■ EXERCISE DETAILS ■
Locate every line in the records that contains the word "tree", matching case exactly, and copy each such line.
━━━━━━
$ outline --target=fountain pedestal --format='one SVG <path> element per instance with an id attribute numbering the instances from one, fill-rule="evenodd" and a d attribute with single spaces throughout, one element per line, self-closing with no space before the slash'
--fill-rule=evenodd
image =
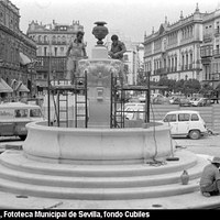
<path id="1" fill-rule="evenodd" d="M 79 61 L 80 76 L 87 74 L 88 128 L 110 128 L 111 75 L 123 77 L 123 63 L 103 58 L 107 54 L 105 46 L 96 46 L 91 59 Z"/>

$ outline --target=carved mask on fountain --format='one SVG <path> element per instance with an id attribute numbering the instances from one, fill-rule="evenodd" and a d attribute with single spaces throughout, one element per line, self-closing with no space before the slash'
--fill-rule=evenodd
<path id="1" fill-rule="evenodd" d="M 109 33 L 108 29 L 105 26 L 107 23 L 103 21 L 97 21 L 95 24 L 97 24 L 97 26 L 94 28 L 92 34 L 96 36 L 96 38 L 98 38 L 97 45 L 102 45 L 102 40 Z"/>

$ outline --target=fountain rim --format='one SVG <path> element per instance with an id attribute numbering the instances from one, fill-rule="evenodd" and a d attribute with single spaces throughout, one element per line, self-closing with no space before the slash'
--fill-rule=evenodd
<path id="1" fill-rule="evenodd" d="M 91 134 L 96 134 L 96 133 L 102 133 L 102 134 L 122 134 L 122 133 L 143 133 L 143 132 L 153 132 L 154 130 L 158 131 L 164 131 L 165 129 L 169 129 L 169 127 L 167 127 L 166 124 L 163 124 L 162 122 L 157 122 L 157 125 L 152 125 L 150 128 L 120 128 L 120 129 L 111 129 L 111 128 L 61 128 L 61 127 L 48 127 L 47 121 L 44 121 L 43 123 L 45 124 L 41 124 L 42 121 L 35 121 L 35 122 L 30 122 L 26 124 L 28 130 L 29 129 L 35 129 L 38 131 L 47 131 L 47 132 L 70 132 L 70 133 L 91 133 Z"/>

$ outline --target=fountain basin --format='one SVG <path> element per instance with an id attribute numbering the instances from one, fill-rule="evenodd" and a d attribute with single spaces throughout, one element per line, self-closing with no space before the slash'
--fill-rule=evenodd
<path id="1" fill-rule="evenodd" d="M 166 125 L 129 129 L 75 129 L 26 124 L 26 156 L 54 163 L 132 164 L 170 155 Z"/>

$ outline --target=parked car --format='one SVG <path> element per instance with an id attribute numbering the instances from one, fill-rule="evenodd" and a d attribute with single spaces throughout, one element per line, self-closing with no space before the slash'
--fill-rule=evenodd
<path id="1" fill-rule="evenodd" d="M 194 101 L 191 101 L 193 107 L 207 107 L 211 106 L 211 100 L 208 98 L 198 98 Z"/>
<path id="2" fill-rule="evenodd" d="M 179 99 L 179 106 L 180 107 L 190 107 L 191 102 L 187 98 L 182 98 L 182 99 Z"/>
<path id="3" fill-rule="evenodd" d="M 142 94 L 140 97 L 139 97 L 139 101 L 140 102 L 145 102 L 146 100 L 146 95 L 145 94 Z"/>
<path id="4" fill-rule="evenodd" d="M 0 105 L 0 136 L 18 135 L 25 140 L 26 123 L 44 121 L 38 106 L 22 102 L 7 102 Z"/>
<path id="5" fill-rule="evenodd" d="M 170 125 L 172 136 L 188 136 L 197 140 L 208 134 L 206 123 L 198 111 L 169 111 L 164 117 L 163 123 Z"/>
<path id="6" fill-rule="evenodd" d="M 178 97 L 172 97 L 169 99 L 169 103 L 172 103 L 172 105 L 179 105 L 180 103 L 180 98 L 178 98 Z"/>

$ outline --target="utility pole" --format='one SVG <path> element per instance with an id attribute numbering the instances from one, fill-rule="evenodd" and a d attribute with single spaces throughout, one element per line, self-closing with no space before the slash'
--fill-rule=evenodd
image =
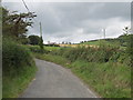
<path id="1" fill-rule="evenodd" d="M 42 27 L 41 27 L 41 22 L 40 22 L 40 37 L 42 38 Z"/>
<path id="2" fill-rule="evenodd" d="M 103 29 L 103 37 L 104 37 L 104 39 L 105 39 L 105 29 Z"/>
<path id="3" fill-rule="evenodd" d="M 40 22 L 40 48 L 43 52 L 43 39 L 42 39 L 42 26 L 41 26 L 41 22 Z"/>

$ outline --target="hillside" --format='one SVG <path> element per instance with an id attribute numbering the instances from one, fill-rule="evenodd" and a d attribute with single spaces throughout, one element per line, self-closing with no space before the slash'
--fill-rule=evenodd
<path id="1" fill-rule="evenodd" d="M 84 42 L 81 42 L 80 44 L 94 44 L 94 46 L 104 44 L 104 46 L 125 48 L 127 46 L 130 36 L 133 36 L 133 34 L 120 36 L 119 38 L 114 38 L 114 39 L 100 39 L 100 40 L 84 41 Z"/>

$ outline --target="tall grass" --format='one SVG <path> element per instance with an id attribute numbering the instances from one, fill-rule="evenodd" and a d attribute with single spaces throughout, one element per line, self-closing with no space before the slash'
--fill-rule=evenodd
<path id="1" fill-rule="evenodd" d="M 131 98 L 130 58 L 120 48 L 61 48 L 34 56 L 70 68 L 103 98 Z"/>
<path id="2" fill-rule="evenodd" d="M 37 71 L 29 49 L 10 38 L 2 42 L 2 97 L 18 97 L 34 77 Z"/>

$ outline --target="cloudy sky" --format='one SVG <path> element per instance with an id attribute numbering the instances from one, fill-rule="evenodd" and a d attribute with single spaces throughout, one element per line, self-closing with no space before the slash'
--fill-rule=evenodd
<path id="1" fill-rule="evenodd" d="M 102 29 L 106 29 L 106 38 L 116 38 L 124 27 L 131 26 L 130 2 L 25 3 L 38 16 L 28 34 L 39 36 L 41 22 L 44 43 L 102 39 Z M 11 11 L 28 12 L 22 2 L 3 2 L 2 6 Z"/>

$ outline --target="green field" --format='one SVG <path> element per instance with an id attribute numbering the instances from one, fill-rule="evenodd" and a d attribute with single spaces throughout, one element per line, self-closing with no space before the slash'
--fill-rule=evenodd
<path id="1" fill-rule="evenodd" d="M 100 97 L 131 98 L 131 67 L 125 52 L 112 47 L 51 48 L 53 51 L 49 53 L 33 52 L 33 56 L 71 69 Z"/>

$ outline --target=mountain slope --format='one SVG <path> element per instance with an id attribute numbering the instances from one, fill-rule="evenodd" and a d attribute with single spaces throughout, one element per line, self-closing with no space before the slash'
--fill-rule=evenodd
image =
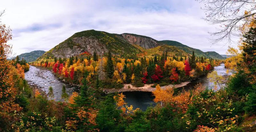
<path id="1" fill-rule="evenodd" d="M 169 45 L 175 46 L 182 49 L 185 52 L 192 54 L 192 52 L 195 52 L 195 54 L 196 56 L 204 56 L 207 58 L 210 57 L 214 59 L 224 59 L 225 58 L 215 52 L 204 52 L 198 49 L 195 49 L 184 45 L 179 42 L 172 40 L 162 40 L 159 42 Z"/>
<path id="2" fill-rule="evenodd" d="M 23 53 L 18 56 L 20 59 L 24 58 L 27 62 L 30 62 L 36 60 L 45 52 L 43 51 L 35 51 L 29 53 Z"/>
<path id="3" fill-rule="evenodd" d="M 225 58 L 229 58 L 234 56 L 233 55 L 227 55 L 225 54 L 221 54 L 220 55 L 222 57 Z"/>
<path id="4" fill-rule="evenodd" d="M 115 54 L 135 55 L 141 52 L 139 49 L 124 39 L 121 35 L 87 30 L 78 32 L 46 52 L 39 59 L 53 57 L 67 58 L 87 51 L 98 54 L 109 51 Z"/>
<path id="5" fill-rule="evenodd" d="M 151 38 L 131 33 L 110 33 L 94 30 L 76 33 L 49 51 L 38 59 L 54 57 L 68 58 L 85 52 L 98 54 L 110 51 L 113 54 L 124 56 L 141 54 L 152 55 L 167 51 L 170 55 L 185 56 L 194 51 L 197 56 L 222 59 L 218 54 L 206 53 L 196 49 L 171 40 L 158 41 Z"/>

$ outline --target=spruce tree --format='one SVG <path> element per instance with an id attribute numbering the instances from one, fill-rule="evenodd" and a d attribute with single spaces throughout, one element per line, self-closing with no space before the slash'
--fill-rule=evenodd
<path id="1" fill-rule="evenodd" d="M 156 55 L 155 55 L 154 57 L 154 64 L 157 64 L 157 58 Z"/>
<path id="2" fill-rule="evenodd" d="M 53 89 L 52 88 L 52 87 L 50 86 L 49 88 L 49 92 L 47 95 L 50 98 L 50 100 L 52 100 L 52 98 L 54 98 L 54 94 L 53 94 Z"/>
<path id="3" fill-rule="evenodd" d="M 108 55 L 108 63 L 107 65 L 107 74 L 108 77 L 112 78 L 114 73 L 114 67 L 113 61 L 111 58 L 111 53 L 110 52 Z"/>
<path id="4" fill-rule="evenodd" d="M 250 70 L 256 73 L 256 28 L 251 28 L 244 35 L 243 53 L 244 62 L 248 65 Z"/>
<path id="5" fill-rule="evenodd" d="M 67 101 L 68 98 L 68 95 L 66 93 L 66 87 L 65 85 L 63 85 L 61 90 L 61 98 L 64 99 L 65 101 Z"/>
<path id="6" fill-rule="evenodd" d="M 95 61 L 98 61 L 98 57 L 95 51 L 94 51 L 93 52 L 93 60 Z"/>
<path id="7" fill-rule="evenodd" d="M 56 63 L 57 62 L 57 58 L 54 57 L 54 62 Z"/>
<path id="8" fill-rule="evenodd" d="M 183 58 L 182 58 L 182 56 L 180 57 L 180 61 L 183 61 Z"/>
<path id="9" fill-rule="evenodd" d="M 189 65 L 192 69 L 196 68 L 196 56 L 195 55 L 195 52 L 193 51 L 192 52 L 192 56 L 189 60 Z"/>
<path id="10" fill-rule="evenodd" d="M 201 59 L 200 59 L 200 62 L 203 63 L 204 63 L 204 57 L 203 57 L 203 56 L 202 56 L 201 57 Z"/>
<path id="11" fill-rule="evenodd" d="M 88 87 L 87 86 L 88 82 L 86 78 L 88 76 L 88 72 L 85 72 L 84 76 L 82 81 L 83 85 L 81 87 L 80 93 L 77 97 L 75 99 L 75 101 L 77 106 L 79 107 L 84 107 L 89 106 L 91 102 L 89 99 L 89 94 L 88 92 Z"/>
<path id="12" fill-rule="evenodd" d="M 63 63 L 63 61 L 62 61 L 62 59 L 60 57 L 59 58 L 59 62 L 60 63 L 60 64 L 61 64 Z"/>

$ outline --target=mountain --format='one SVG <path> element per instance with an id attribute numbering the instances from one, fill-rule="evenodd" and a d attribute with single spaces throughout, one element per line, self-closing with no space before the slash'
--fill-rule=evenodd
<path id="1" fill-rule="evenodd" d="M 225 58 L 229 58 L 234 56 L 233 55 L 227 55 L 225 54 L 221 54 L 220 55 L 221 55 L 222 57 L 225 57 Z"/>
<path id="2" fill-rule="evenodd" d="M 76 33 L 46 52 L 38 60 L 52 59 L 54 57 L 68 58 L 85 52 L 98 54 L 110 51 L 113 54 L 124 56 L 152 55 L 161 54 L 167 51 L 170 55 L 187 55 L 194 51 L 196 55 L 224 58 L 216 53 L 207 53 L 171 40 L 158 41 L 151 38 L 137 34 L 110 33 L 94 30 Z"/>
<path id="3" fill-rule="evenodd" d="M 29 53 L 23 53 L 19 55 L 20 59 L 24 58 L 27 62 L 30 62 L 36 60 L 37 58 L 44 54 L 45 52 L 43 51 L 35 51 Z"/>
<path id="4" fill-rule="evenodd" d="M 225 59 L 215 52 L 209 51 L 204 52 L 201 50 L 191 48 L 175 41 L 162 40 L 160 41 L 159 42 L 180 48 L 190 54 L 192 54 L 192 52 L 194 51 L 195 52 L 195 54 L 196 56 L 203 56 L 207 58 L 210 57 L 218 59 Z"/>

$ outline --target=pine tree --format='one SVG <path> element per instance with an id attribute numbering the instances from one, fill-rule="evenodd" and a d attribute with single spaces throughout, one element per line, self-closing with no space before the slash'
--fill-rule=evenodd
<path id="1" fill-rule="evenodd" d="M 151 77 L 155 73 L 155 67 L 156 65 L 154 64 L 150 64 L 148 65 L 148 69 L 147 69 L 148 74 L 148 83 L 151 83 L 153 82 Z"/>
<path id="2" fill-rule="evenodd" d="M 20 63 L 20 58 L 19 57 L 19 56 L 17 56 L 15 59 L 15 64 L 17 64 L 18 63 Z"/>
<path id="3" fill-rule="evenodd" d="M 191 68 L 194 69 L 196 68 L 196 56 L 195 56 L 195 52 L 193 51 L 192 52 L 192 56 L 189 60 L 189 65 Z"/>
<path id="4" fill-rule="evenodd" d="M 245 42 L 243 45 L 243 53 L 244 62 L 248 65 L 250 71 L 256 73 L 256 28 L 251 28 L 244 37 Z"/>
<path id="5" fill-rule="evenodd" d="M 156 55 L 155 55 L 154 57 L 154 64 L 157 64 L 157 58 Z"/>
<path id="6" fill-rule="evenodd" d="M 112 78 L 114 73 L 114 67 L 113 61 L 111 58 L 111 53 L 110 52 L 108 55 L 108 63 L 107 66 L 107 74 L 108 77 Z"/>
<path id="7" fill-rule="evenodd" d="M 183 61 L 183 58 L 182 58 L 182 56 L 180 57 L 180 61 Z"/>
<path id="8" fill-rule="evenodd" d="M 57 62 L 57 58 L 56 57 L 54 58 L 54 62 L 56 63 Z"/>
<path id="9" fill-rule="evenodd" d="M 65 86 L 63 85 L 61 90 L 61 98 L 64 99 L 66 101 L 67 101 L 68 97 L 68 95 L 66 93 L 66 87 Z"/>
<path id="10" fill-rule="evenodd" d="M 59 58 L 59 62 L 60 63 L 60 64 L 61 64 L 63 63 L 62 59 L 60 57 Z"/>
<path id="11" fill-rule="evenodd" d="M 203 63 L 204 63 L 204 57 L 203 57 L 203 56 L 201 57 L 201 59 L 200 60 L 200 62 Z"/>
<path id="12" fill-rule="evenodd" d="M 49 92 L 47 95 L 50 98 L 50 100 L 52 100 L 52 98 L 54 98 L 54 94 L 53 94 L 53 89 L 52 87 L 50 86 L 49 88 Z"/>
<path id="13" fill-rule="evenodd" d="M 95 61 L 98 61 L 98 57 L 95 51 L 93 52 L 93 60 Z"/>
<path id="14" fill-rule="evenodd" d="M 85 72 L 82 81 L 83 85 L 81 87 L 79 96 L 75 99 L 76 104 L 79 107 L 88 107 L 91 103 L 88 92 L 88 87 L 87 86 L 88 82 L 86 80 L 88 75 L 88 72 Z"/>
━━━━━━
■ RESPONSE TO THE EXERCISE ■
$ outline --target=spruce tree --format='one SVG <path> element per instance with an id attribute numbering the instances from one, fill-rule="evenodd" and a d attribute with single spaces throughout, one element per line, self-closing with no space before the slash'
$ outline --target=pine tree --format='one SVG <path> element per instance with an id attribute numbering the instances from one, fill-rule="evenodd" and a d attribute with single spaces throughout, one element per line, self-closing with no space before the slash'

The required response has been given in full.